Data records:

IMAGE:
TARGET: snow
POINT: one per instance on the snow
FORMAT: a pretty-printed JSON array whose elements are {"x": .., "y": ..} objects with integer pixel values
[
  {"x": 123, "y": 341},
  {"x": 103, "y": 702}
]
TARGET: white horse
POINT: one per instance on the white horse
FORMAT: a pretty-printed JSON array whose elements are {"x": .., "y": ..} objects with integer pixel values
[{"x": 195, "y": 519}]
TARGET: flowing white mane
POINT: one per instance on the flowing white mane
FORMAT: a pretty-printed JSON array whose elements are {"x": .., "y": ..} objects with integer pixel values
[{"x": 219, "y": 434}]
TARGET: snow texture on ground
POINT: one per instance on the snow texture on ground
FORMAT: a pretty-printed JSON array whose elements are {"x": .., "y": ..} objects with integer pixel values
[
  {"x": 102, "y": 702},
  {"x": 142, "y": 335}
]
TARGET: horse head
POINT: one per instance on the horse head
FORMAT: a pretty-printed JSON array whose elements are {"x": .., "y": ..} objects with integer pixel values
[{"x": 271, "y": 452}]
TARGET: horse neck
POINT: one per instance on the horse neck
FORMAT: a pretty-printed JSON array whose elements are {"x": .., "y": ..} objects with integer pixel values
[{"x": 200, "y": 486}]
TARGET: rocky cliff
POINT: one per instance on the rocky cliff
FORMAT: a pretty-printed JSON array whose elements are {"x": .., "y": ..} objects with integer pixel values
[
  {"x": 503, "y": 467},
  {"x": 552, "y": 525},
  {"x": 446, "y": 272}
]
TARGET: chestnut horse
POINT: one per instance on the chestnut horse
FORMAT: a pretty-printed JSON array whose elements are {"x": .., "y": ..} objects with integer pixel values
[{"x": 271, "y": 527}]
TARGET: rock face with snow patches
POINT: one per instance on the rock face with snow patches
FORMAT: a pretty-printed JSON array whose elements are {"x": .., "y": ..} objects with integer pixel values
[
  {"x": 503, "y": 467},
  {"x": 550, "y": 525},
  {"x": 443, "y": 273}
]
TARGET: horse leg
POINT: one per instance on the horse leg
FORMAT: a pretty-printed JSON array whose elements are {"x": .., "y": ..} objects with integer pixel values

» PROBLEM TO SOLVE:
Reproduce the lines above, putting "stone cliff" in place of every "rocky cliff" and changing nothing else.

» SOLUTION:
IMAGE:
TARGET: snow
POINT: one per instance on the snow
FORMAT: a pretty-printed JSON array whose elements are {"x": .., "y": ..} objects with integer pixel values
[
  {"x": 123, "y": 341},
  {"x": 103, "y": 702}
]
TARGET: white horse
POINT: one per instance on the white horse
FORMAT: a pretty-printed JSON array whose elements are {"x": .., "y": ..} objects with integer pixel values
[{"x": 195, "y": 519}]
TARGET: flowing white mane
POINT: one per instance on the flowing white mane
FORMAT: a pretty-printed JSON array whose elements are {"x": .., "y": ..} objects with integer pixel values
[{"x": 219, "y": 434}]
TARGET: snow texture on ground
POINT: one per instance on the snow texture on ground
FORMAT: a pretty-printed JSON array whose elements are {"x": .., "y": ..} objects with integer pixel values
[
  {"x": 102, "y": 702},
  {"x": 142, "y": 335}
]
TARGET: horse head
POINT: one per instance on the horse head
FORMAT: a pretty-printed JSON array whose elements are {"x": .., "y": ..} objects with integer pixel values
[{"x": 271, "y": 452}]
TARGET: horse neck
POINT: one per instance on the horse neck
FORMAT: a pretty-printed JSON array whose elements are {"x": .., "y": ..} objects with integer pixel values
[{"x": 200, "y": 486}]
TARGET: stone cliff
POINT: one per instance on the stone cliff
FORMAT: a pretty-printed JSON array whose elements are {"x": .., "y": ..} objects with integer pixel values
[
  {"x": 503, "y": 467},
  {"x": 552, "y": 525},
  {"x": 446, "y": 272}
]
TARGET: chestnut horse
POINT: one per instance on the chestnut horse
FORMAT: a pretty-printed JSON array whose elements are {"x": .., "y": ..} objects with integer pixel values
[{"x": 271, "y": 527}]
TARGET: rock face with snow patches
POINT: one per instance on the rock face with snow patches
FORMAT: a pretty-printed JSON array whose elements are {"x": .., "y": ..} objects with integer pixel values
[
  {"x": 503, "y": 467},
  {"x": 550, "y": 525},
  {"x": 443, "y": 273}
]
TARGET: horse leg
POINT: one per instance on the horse leg
FORMAT: a pretty-printed JSON array whose elements are {"x": .., "y": ..} objects with integer pixel values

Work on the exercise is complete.